=== Tarefa solicitada a ===
Copie sem alterações as linhas fornecidas, começando na linha que contém "# point at: headlight" e terminando na linha que contém "x=938, y=781". Deixe as imagens de fora da resposta.

=== Trecho ===
A literatura parece ser um lugar apropriado para reunir tantos quantos necessários personagens sob o manto dos elementos da mente dos mestres enxadristas. Respeitadas as características intrínsecas, não é de hoje que o xadrez é referido na literatura, mas nem sempre se buscou o rigor de transformá-lo em matéria-prima de uma obra; ou, pelo menos, em parte. Em “Concentração e outros contos”, que não é um livro sobre xadrez, Ricardo Lísias harmonizou com maestria personagens frágeis, penitentes, desestruturados e desencontrados, ainda que sem identidades, em ambientes às vezes inofensivos, outras nem tanto, como quem desloca com destreza e coragem as peças em um tabuleiro.
Neste livro, que reúne seus principais contos, percebe-se claramente que a escrita de Ricardo Lísias é tão precisa quanto um shan mat. Após o enfrentamento por 64 casas, necessário reformular algumas jogadas, manter a concentração na peça adversária, respeitar as dores provocadas pela lógica e duvidar sempre do quão se é capaz de prever a vitória (ou a derrota) para o mate literário. Mesmo que os textos tenham sido escritos em épocas distintas, eles compõem, de certa forma, uma unidade, em razão da perspectiva de cada personagem.
O desconcertante conto “Dos nervos” cadencia-se por uma linguagem que sofre verdadeiras mutações, haja vista as diferentes repetições, se assim podemos dizer, além de cortes “civilizados e inteligentes”. Vê-se alguém aturdido em face da solidão, enquanto, em paralelo, joga-se uma nervosa partida de xadrez em “um dia crucial para a continuidade das reformas de Gorbatchov”. O título é capaz de, desde já, muito explicar, mas se engana quem pensa que a literatura de Ricardo Lísias é previsível.
O conto “Fisiologia da solidão” se amolda na necessidade de repetição; aliás, de uma verdadeira obsessão! Esta indiscutível característica do mestre é também do narrador – um escritor solitário –, para o qual “a técnica, portanto, é uma obsessão: é a mesma coisa repetida incontáveis vezes com algumas variações mínimas”. Isto porque à personagem resta escrever, mesmo que seja difícil se expressar exatamente como se quer, pois “a literatura ameniza a solidão”.

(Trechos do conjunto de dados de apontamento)
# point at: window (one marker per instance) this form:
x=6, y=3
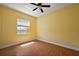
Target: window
x=23, y=26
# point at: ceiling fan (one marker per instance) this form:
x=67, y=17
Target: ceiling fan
x=39, y=6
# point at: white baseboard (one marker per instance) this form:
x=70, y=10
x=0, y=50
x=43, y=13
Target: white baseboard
x=59, y=44
x=13, y=44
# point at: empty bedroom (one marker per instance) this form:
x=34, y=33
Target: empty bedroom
x=39, y=29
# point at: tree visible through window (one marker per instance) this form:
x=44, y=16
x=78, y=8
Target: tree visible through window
x=23, y=26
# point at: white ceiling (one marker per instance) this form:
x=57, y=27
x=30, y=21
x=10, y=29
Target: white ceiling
x=27, y=8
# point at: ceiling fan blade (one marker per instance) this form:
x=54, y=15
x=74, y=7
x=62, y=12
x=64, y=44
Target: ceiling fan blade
x=34, y=4
x=45, y=5
x=41, y=10
x=35, y=9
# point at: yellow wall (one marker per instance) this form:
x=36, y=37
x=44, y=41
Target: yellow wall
x=61, y=26
x=9, y=18
x=0, y=22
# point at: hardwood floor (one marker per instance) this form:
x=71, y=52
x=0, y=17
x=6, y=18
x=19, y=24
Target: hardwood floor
x=37, y=48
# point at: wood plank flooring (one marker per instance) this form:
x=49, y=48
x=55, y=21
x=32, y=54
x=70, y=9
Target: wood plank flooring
x=37, y=48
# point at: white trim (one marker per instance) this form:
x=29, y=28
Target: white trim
x=16, y=43
x=59, y=44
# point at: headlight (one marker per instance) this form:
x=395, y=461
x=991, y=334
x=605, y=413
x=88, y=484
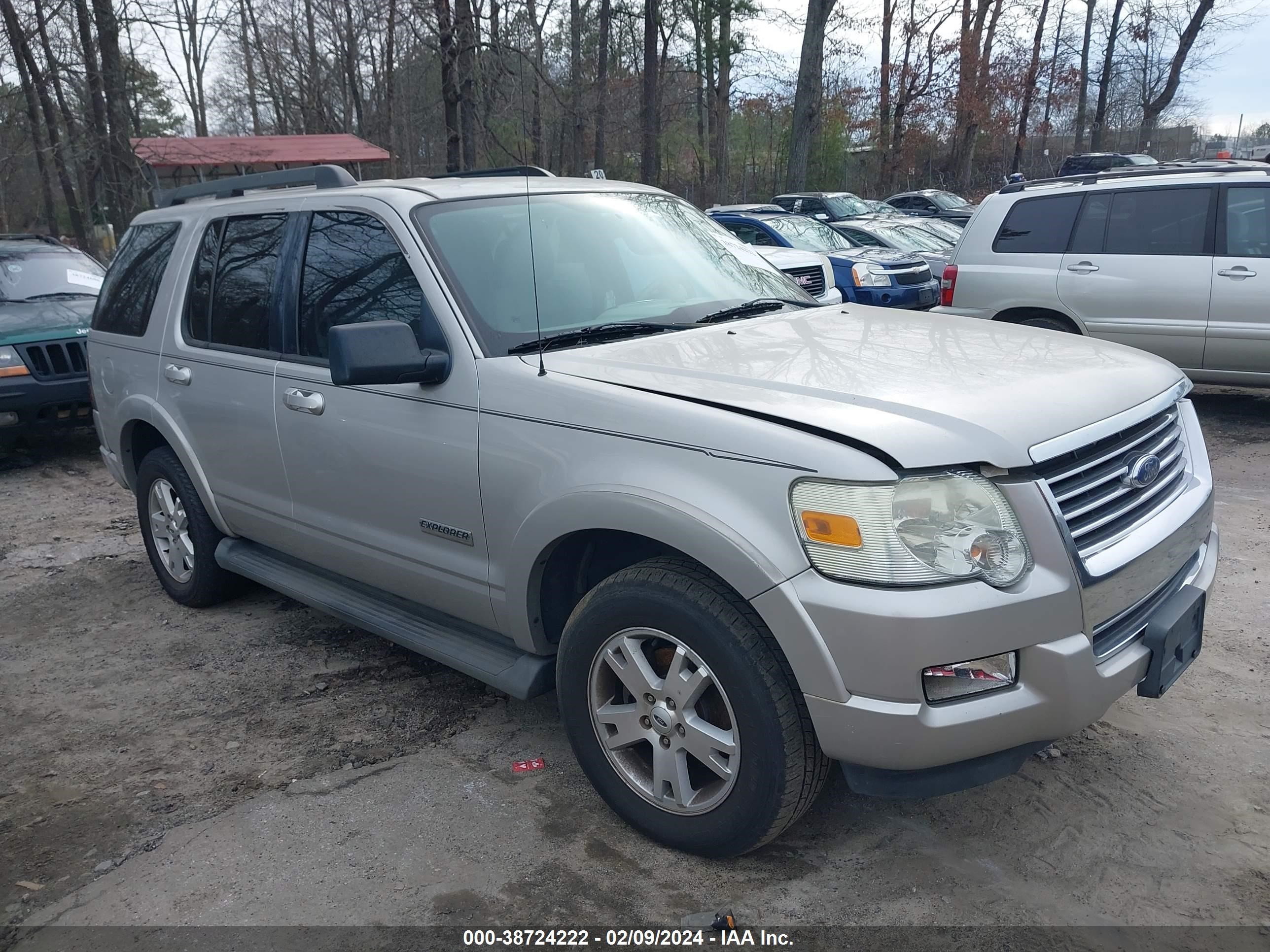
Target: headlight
x=918, y=531
x=870, y=276
x=12, y=365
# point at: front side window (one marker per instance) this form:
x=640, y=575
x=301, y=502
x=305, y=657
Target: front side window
x=1247, y=223
x=573, y=261
x=133, y=282
x=243, y=283
x=1159, y=221
x=353, y=272
x=808, y=234
x=1038, y=225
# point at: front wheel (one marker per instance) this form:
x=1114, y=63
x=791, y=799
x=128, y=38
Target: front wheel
x=684, y=713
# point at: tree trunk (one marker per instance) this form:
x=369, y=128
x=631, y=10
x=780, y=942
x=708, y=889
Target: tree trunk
x=1105, y=80
x=606, y=17
x=1030, y=87
x=648, y=154
x=465, y=59
x=1152, y=108
x=449, y=84
x=807, y=93
x=723, y=101
x=1083, y=97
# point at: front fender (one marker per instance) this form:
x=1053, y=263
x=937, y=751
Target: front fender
x=139, y=408
x=672, y=522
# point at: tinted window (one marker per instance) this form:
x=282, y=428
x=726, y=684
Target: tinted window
x=353, y=272
x=1093, y=225
x=1159, y=221
x=1247, y=223
x=133, y=282
x=1038, y=225
x=200, y=304
x=242, y=292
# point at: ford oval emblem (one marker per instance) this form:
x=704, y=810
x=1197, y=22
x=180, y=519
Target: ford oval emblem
x=1142, y=473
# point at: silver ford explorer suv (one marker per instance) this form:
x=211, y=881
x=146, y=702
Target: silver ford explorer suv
x=559, y=433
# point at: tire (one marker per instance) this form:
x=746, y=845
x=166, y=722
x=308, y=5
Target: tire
x=1048, y=324
x=195, y=582
x=675, y=612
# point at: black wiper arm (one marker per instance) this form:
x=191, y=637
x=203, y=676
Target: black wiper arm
x=578, y=336
x=761, y=305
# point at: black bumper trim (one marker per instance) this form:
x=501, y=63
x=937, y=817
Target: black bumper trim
x=938, y=781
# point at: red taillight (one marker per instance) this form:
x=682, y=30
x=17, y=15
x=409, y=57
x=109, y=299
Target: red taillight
x=948, y=285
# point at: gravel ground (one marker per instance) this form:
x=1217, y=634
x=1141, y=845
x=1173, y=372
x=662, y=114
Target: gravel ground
x=125, y=716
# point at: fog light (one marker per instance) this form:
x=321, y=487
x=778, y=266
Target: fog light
x=947, y=682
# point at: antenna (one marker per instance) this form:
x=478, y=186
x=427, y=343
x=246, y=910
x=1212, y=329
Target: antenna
x=534, y=273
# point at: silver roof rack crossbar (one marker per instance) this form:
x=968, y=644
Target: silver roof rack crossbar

=== Tarefa solicitada b ===
Segundo o trecho, quem é o narrador do conto “Fisiologia da solidão”?

=== Resultado da tarefa a ===
# point at: headlight (one marker per instance) this form:
x=395, y=461
x=991, y=334
x=605, y=413
x=88, y=484
Target: headlight
x=918, y=531
x=870, y=276
x=12, y=365
# point at: front side window (one marker per instance) this form:
x=640, y=575
x=301, y=502
x=305, y=657
Target: front side window
x=1247, y=223
x=573, y=261
x=133, y=282
x=243, y=283
x=1159, y=221
x=353, y=272
x=808, y=234
x=1038, y=225
# point at: front wheel (one marker per instance) this form:
x=1114, y=63
x=791, y=799
x=128, y=38
Target: front wheel
x=684, y=713
# point at: tree trunk (one marker per instance) this form:
x=369, y=128
x=631, y=10
x=780, y=942
x=708, y=889
Target: tree trunk
x=1105, y=80
x=606, y=17
x=1030, y=87
x=648, y=154
x=465, y=59
x=1152, y=108
x=449, y=84
x=807, y=93
x=723, y=101
x=1083, y=97
# point at: front fender (one marker per instance) this form:
x=1053, y=263
x=937, y=751
Target: front fender
x=139, y=408
x=672, y=522
# point at: tinted window (one marker per instance) this form:
x=282, y=428
x=726, y=684
Target: tinted window
x=353, y=272
x=1093, y=225
x=1159, y=221
x=1247, y=223
x=133, y=282
x=1038, y=225
x=200, y=304
x=242, y=292
# point at: ford oval emblem (one marker per instance) this form:
x=704, y=810
x=1197, y=22
x=180, y=519
Target: ford oval emblem
x=1142, y=473
# point at: silver ford explorer suv (one marker per instance) this form:
x=211, y=881
x=146, y=702
Target: silver ford explorer suv
x=559, y=433
# point at: tire (one marker per instance) this form:
x=746, y=845
x=166, y=722
x=308, y=5
Target: tire
x=1048, y=324
x=195, y=582
x=675, y=612
# point at: black wiper arm (one marker per instance) this form:
x=191, y=637
x=203, y=676
Target: black wiper arm
x=578, y=336
x=761, y=305
# point at: black bumper trim (one marker per instance) this form:
x=501, y=63
x=937, y=817
Target: black bumper trim
x=938, y=781

=== Resultado da tarefa b ===
Um escritor solitário.